WORK TO COMPLETE: Format the stretch of the listing from the line containing "Note: point to the yellow" through the end of the listing, both ends included, as a Markdown table with columns Row and Line, one numbered row per line and blank lines left out.

SOURCE DATA:
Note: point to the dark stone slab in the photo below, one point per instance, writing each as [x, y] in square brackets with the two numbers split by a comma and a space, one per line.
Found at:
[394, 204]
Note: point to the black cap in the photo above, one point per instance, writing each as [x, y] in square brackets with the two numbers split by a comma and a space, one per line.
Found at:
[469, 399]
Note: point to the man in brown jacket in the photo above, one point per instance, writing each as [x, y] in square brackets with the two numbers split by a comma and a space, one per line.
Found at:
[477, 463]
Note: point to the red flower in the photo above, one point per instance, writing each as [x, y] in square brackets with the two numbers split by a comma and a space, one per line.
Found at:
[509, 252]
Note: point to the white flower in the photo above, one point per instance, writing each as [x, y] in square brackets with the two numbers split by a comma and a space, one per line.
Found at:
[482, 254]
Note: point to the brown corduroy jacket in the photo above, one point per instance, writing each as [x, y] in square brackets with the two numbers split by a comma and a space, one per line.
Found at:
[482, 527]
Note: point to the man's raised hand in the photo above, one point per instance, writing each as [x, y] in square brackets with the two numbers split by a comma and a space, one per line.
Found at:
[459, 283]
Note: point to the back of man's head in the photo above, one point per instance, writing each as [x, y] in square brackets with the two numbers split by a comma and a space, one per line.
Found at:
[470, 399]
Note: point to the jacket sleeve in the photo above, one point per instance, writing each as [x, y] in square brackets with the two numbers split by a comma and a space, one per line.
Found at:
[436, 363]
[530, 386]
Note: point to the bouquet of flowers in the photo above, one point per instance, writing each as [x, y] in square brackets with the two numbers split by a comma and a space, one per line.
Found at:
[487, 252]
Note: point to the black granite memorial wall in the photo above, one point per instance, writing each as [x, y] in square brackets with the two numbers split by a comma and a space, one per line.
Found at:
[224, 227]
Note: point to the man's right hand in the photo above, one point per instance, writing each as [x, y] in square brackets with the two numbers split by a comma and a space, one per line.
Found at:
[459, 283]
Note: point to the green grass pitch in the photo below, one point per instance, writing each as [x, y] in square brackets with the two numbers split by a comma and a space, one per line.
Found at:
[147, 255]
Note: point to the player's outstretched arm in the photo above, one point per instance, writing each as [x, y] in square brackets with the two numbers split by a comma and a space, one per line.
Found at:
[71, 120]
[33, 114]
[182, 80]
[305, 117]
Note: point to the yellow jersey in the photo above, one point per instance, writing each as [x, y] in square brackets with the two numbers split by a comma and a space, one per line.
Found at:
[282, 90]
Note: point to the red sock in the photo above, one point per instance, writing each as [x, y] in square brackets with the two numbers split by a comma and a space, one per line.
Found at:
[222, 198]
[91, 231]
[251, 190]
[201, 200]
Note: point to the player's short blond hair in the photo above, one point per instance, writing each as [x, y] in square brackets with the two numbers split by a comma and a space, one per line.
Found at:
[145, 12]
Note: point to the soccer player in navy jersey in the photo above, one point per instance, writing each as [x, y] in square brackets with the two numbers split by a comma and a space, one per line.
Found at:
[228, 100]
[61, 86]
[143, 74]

CORRECT RESULT:
| Row | Line |
|---|---|
| 1 | Note: point to the yellow jersey in the photo above, one point per instance, writing each as [x, y] in square brackets with the two numbers split by a comma and a space, one per line. |
| 2 | Found at: |
| 3 | [282, 90] |
| 4 | Note: point to the red sock in the photo above, one point per instance, writing each as [x, y] in square brackets with the two numbers split by a comma and a space, one per line. |
| 5 | Found at: |
| 6 | [222, 198] |
| 7 | [91, 231] |
| 8 | [251, 190] |
| 9 | [201, 200] |
| 10 | Note: point to the player's short blond hair in the photo above, one point per instance, writing each as [x, y] in square brackets with the two numbers split by a comma and a space, one per line. |
| 11 | Found at: |
| 12 | [145, 12] |
| 13 | Note: point to the soccer player in navy jersey in the photo above, one point per instance, writing each as [x, y] in square brackets with the two numbers split by a comma and a space, one per line. |
| 14 | Found at: |
| 15 | [228, 100] |
| 16 | [61, 86] |
| 17 | [143, 74] |